--- WRITTEN REQUEST ---
Please revise the items below by replacing "spot each instance" with "locate every instance" wherever it appears, leaving everything else unchanged.

══ INPUT ROWS

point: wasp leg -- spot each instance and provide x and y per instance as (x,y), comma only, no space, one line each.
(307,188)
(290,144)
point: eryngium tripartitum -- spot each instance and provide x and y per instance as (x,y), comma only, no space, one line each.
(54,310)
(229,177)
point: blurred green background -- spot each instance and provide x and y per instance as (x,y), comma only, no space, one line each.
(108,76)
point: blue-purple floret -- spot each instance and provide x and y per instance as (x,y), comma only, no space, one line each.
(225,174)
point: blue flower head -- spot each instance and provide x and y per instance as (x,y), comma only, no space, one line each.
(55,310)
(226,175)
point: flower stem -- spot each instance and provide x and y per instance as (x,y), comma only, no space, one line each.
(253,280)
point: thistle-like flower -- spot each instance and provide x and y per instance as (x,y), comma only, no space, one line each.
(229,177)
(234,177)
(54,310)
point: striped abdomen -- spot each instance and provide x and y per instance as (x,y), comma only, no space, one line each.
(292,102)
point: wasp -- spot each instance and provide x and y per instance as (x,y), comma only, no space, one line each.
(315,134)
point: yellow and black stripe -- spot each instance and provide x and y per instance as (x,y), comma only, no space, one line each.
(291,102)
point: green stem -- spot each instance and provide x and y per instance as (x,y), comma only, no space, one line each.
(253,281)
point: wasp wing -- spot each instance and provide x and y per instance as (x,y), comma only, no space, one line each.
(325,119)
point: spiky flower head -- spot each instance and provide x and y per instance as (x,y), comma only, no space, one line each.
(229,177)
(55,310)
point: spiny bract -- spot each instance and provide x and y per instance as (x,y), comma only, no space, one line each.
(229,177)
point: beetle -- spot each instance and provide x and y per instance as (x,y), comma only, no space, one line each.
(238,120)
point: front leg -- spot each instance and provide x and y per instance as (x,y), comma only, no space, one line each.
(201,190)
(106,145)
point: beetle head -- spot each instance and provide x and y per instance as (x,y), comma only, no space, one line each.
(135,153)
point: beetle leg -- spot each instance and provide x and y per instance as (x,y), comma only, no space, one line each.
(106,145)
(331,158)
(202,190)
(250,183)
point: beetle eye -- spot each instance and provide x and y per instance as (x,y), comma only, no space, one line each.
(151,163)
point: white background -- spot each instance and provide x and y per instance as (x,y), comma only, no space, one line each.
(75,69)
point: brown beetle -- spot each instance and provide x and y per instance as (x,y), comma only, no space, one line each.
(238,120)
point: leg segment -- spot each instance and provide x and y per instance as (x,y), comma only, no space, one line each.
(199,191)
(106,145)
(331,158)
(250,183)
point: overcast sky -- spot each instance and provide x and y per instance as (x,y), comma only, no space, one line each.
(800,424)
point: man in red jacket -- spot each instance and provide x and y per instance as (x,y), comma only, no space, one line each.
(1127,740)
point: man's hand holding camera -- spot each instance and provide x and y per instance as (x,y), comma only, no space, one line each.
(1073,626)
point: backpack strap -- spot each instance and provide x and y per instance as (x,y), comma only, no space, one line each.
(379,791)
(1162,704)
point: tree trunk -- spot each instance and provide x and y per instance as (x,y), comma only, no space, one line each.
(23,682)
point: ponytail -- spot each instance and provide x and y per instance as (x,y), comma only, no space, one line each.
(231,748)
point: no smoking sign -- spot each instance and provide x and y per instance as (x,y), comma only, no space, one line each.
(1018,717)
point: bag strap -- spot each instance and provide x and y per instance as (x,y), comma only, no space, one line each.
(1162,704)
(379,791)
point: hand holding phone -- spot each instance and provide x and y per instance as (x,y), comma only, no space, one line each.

════

--- SOLVED EXERCISE ---
point: wasp leg -- locate every instance and provide x and y per instance as (x,y), comma only, no space, one line each.
(307,188)
(290,144)
point: eryngium tripartitum -- locate every instance and provide x and y per instance as (x,y), comma only, no space, one line each.
(54,310)
(229,177)
point: blurred green background -- locate every instance and provide x and y per instance as (x,y), comma only, no space, one line each.
(108,76)
point: blue-purple floret -- locate every instance and provide x and y per instance as (x,y), comma only, no space, one line each.
(225,174)
point: blue flower head -- locate every instance and provide x and y per instance as (x,y), comma only, no space, one line each.
(55,310)
(226,175)
point: flower stem -- locate every instance and provide x and y per instance as (x,y), comma only, no space, one line each.
(253,280)
point: thistle-like flower -- locate every instance and provide x and y per instance as (x,y), comma only, no space, one line each.
(229,177)
(234,177)
(54,310)
point: striped abdomen -- locate every instance and provide x and y per instance as (x,y), comma only, no space, one line each.
(292,102)
point: wasp -- locate every instance and provide x and y per instance as (x,y), comma only, no space, one line each.
(315,134)
point: yellow and black stripe -- locate every instance and provide x and y per instance as (x,y), comma only, no space, one line each.
(291,102)
point: green stem -- locate every instance and provide x and y per instance as (x,y), comma only, no space, one line each.
(253,281)
point: wasp wing -- locate every instance and provide x and y per instance as (x,y), comma only, no space, one line each.
(325,119)
point: spiky flower head -- locate every instance and provide x and y per instance as (x,y), comma only, no space, one line each.
(229,177)
(55,310)
point: spiny bract -- locate every instance and provide x and y per instance as (x,y), comma only, no space, one line each.
(229,177)
point: beetle -- locate every instance and provide x and y per instance as (x,y), comma only, no space, one line each.
(238,120)
point: front leg -- locate every instance and provide x and y per instance as (x,y), comma only, no space, one line each.
(201,190)
(106,145)
point: beetle head -- locate every instance and provide x and y per instance as (x,y), comma only, no space, one line each.
(135,153)
point: beetle leg -- locate every instance and provide x and y per instance as (x,y), comma only, no space, one line each.
(106,145)
(331,158)
(202,190)
(250,183)
point: beetle eye -- locate every instance and provide x and y per instance as (x,y), comma only, no space, one line each.
(151,163)
point: white background -- locate every instance and provide x and y per instance as (x,y), comma only, no space, one line each.
(75,69)
point: brown beetle -- locate every instance and provide x and y per instance as (x,y), comma only, no space, one line each.
(238,120)
point: leg segment -- locate every instance and provide x and y per instance as (x,y), comma only, no space, one line each.
(199,191)
(106,145)
(331,158)
(250,183)
point: overcast sky -- locate every instance and provide x and y per instance as (x,y), comma only, no space, one line each.
(800,424)
point: man in red jacket -- locate every instance and provide x and y per instance as (x,y), comma only, no space, one line each.
(1127,740)
point: man's hand holding camera -- locate every instance and provide x and y per instance as (x,y), comma only, no space, one line each.
(1073,626)
point: backpack strap -- locate every instance and provide x and y per instance as (x,y), comma only, no space, one line each.
(379,791)
(1162,704)
point: tree trunk -- locate every instance and provide x and y per instance as (x,y), comma only, no space, one line each.
(23,682)
point: ponytail -- locate every instance and provide x and y per instance as (x,y), comma only, no space, one line each.
(231,748)
point: no smoking sign -- locate every instance and provide x and y per instance as (x,y), comma only, no space, one line each.
(1018,717)
point: bag strap -- locate every instance and provide x and y per instance as (x,y), comma only, no space, one line each.
(1162,704)
(379,791)
point: hand holding phone -- locate every instance and provide x and y per instance as (x,y), comma only, no space, one line each.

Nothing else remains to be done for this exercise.